(Saved entries)
◆ ◆ ◆
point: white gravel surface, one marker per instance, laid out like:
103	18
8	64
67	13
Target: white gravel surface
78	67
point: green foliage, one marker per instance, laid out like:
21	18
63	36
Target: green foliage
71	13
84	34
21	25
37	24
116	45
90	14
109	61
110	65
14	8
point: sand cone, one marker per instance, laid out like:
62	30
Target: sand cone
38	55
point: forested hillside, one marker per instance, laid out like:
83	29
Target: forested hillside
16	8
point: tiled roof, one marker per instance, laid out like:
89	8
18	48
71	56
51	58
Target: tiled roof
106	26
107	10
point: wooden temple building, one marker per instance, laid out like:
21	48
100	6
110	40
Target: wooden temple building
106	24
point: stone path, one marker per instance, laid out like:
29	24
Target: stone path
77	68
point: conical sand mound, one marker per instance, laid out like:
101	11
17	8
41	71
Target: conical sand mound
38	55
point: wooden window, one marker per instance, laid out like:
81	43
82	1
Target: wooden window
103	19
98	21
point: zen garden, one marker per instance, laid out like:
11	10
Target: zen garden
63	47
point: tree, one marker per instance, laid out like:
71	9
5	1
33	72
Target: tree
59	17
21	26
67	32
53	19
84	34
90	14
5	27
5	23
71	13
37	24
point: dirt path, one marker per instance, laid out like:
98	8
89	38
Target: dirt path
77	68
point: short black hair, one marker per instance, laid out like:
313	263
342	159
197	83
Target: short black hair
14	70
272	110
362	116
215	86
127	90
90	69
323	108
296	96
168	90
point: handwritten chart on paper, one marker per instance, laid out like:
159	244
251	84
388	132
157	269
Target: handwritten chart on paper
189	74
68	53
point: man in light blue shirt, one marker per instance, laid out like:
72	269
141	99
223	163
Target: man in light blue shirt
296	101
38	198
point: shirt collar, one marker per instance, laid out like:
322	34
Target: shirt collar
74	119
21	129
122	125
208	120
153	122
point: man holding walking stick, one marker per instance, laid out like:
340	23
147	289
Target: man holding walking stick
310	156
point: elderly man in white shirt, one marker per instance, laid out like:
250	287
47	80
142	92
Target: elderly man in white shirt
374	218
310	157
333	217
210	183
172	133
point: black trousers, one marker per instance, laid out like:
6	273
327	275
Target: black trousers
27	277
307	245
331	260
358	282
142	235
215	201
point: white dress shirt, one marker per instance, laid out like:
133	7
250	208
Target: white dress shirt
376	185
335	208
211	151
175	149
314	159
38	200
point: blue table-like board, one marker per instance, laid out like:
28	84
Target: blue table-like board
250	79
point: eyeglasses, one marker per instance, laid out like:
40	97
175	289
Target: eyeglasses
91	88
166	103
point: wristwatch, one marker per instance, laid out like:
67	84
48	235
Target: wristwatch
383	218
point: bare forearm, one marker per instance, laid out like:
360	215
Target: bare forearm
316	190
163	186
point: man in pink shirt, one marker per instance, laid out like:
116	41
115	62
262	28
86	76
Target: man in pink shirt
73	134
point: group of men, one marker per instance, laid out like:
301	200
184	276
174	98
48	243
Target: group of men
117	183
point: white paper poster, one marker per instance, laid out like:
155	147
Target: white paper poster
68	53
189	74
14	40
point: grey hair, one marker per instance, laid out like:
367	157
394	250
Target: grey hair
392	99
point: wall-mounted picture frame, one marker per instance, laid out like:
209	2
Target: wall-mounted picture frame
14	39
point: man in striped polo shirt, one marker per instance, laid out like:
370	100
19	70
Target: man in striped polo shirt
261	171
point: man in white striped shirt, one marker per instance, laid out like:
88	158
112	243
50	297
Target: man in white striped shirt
◆ ◆ ◆
*ABOUT THIS EXERCISE*:
Set the entries above down once more, exactly as they stand.

*REPLY TO THE TASK*:
point: white gravel surface, one marker per instance, laid out like:
103	18
8	64
67	13
Target: white gravel surface
78	67
point: green foliage, one marker per instance, laid out like:
21	18
63	36
Target: green foliage
71	13
84	34
21	25
37	24
116	45
90	14
109	61
110	65
14	8
point: sand cone, one marker per instance, laid out like:
62	30
Target: sand cone
38	55
point: forested hillside, one marker per instance, laid out like:
83	29
Target: forested hillside
16	8
point: tiled roof, one marker per instance, laid out like:
89	8
18	48
71	56
51	58
Target: tiled roof
106	26
107	10
point: wooden temple building, one marker per instance, laid out like:
21	48
100	6
110	40
Target: wooden temple building
106	24
point: stone path, one marker per instance, laid out like:
29	24
Target: stone path
77	68
point: conical sand mound, one marker per instance, laid out like:
101	11
17	8
41	71
Target: conical sand mound
38	55
point: wooden window, one marker per instance, laid out like:
81	43
82	1
Target: wooden window
103	19
98	21
point: zen garden, one marker per instance, laid out like:
11	10
Target: zen garden
63	47
point: tree, one marker per instance, laid out like:
71	9
5	1
33	72
Target: tree
59	17
21	26
67	32
53	19
84	34
90	14
5	27
5	23
71	13
37	24
point: dirt path, one marker per instance, laid out like:
98	8
89	38
Target: dirt path
77	68
point: short black hair, one marker per instance, laid out like:
313	263
342	159
197	83
Target: short black hair
14	70
272	110
362	116
215	86
127	90
90	69
323	108
296	96
168	90
point: handwritten chart on paper, one marker per instance, laid out like:
159	244
251	84
388	132
157	269
Target: handwritten chart on paper
189	74
68	53
point: man in light blue shirt, one marker per instance, laid out like:
72	269
141	99
223	163
Target: man in light blue shirt
296	101
38	198
point: shirt collar, one marker per instance, laid out like:
322	34
Target: shirt collar
74	119
21	129
122	125
208	120
153	122
point: man holding walking stick, one marker per instance, laid out like:
340	23
147	289
Target: man holding walking stick
310	156
point: elderly man in white shirt, one marker per instance, laid out like:
250	287
47	80
142	92
Target: elderly man in white shirt
374	218
310	157
333	217
210	183
172	133
point: black trousers, one marker per instance, laid out like:
6	273
327	275
Target: black trousers
27	277
307	245
331	260
358	282
142	235
215	201
point: white dress shirt, one marker per instance, laid out like:
133	7
250	208
Target: white dress shirt
376	185
335	208
211	151
175	149
314	159
38	200
point: blue table-like board, one marker per instance, laid out like:
28	84
Target: blue table-like board
250	79
point: eyeglasses, one marker per instance, laid out like:
40	97
175	289
Target: eyeglasses
91	88
166	103
point: wristwatch, one marker per instance, laid out like:
67	84
48	235
Target: wristwatch
383	218
point: bare forearm, one marker per instance, laid out like:
360	215
Target: bare forearm
316	190
163	186
point: man in pink shirt, one marker per instance, laid out like:
116	41
115	62
262	28
86	76
Target: man in pink shirt
73	134
point: group of men, one marker per instance, laid out like:
301	200
184	276
174	98
48	243
Target: group of men
117	183
point: white paper poster, one marker per instance, laid out like:
155	147
Target: white paper poster
68	53
189	74
14	40
point: grey hair, one marker per instance, laid out like:
367	157
394	250
Target: grey hair
392	99
point: wall-mounted picture frame, one marker per instance, laid out like:
209	2
Target: wall-mounted picture frame
14	39
point: man in striped polo shirt, one marker per instance, laid out like:
370	100
19	70
Target: man in striped polo shirt
261	171
point: man in white striped shirt, one marker per instance, laid out like:
88	158
112	243
50	297
Target: man in white striped shirt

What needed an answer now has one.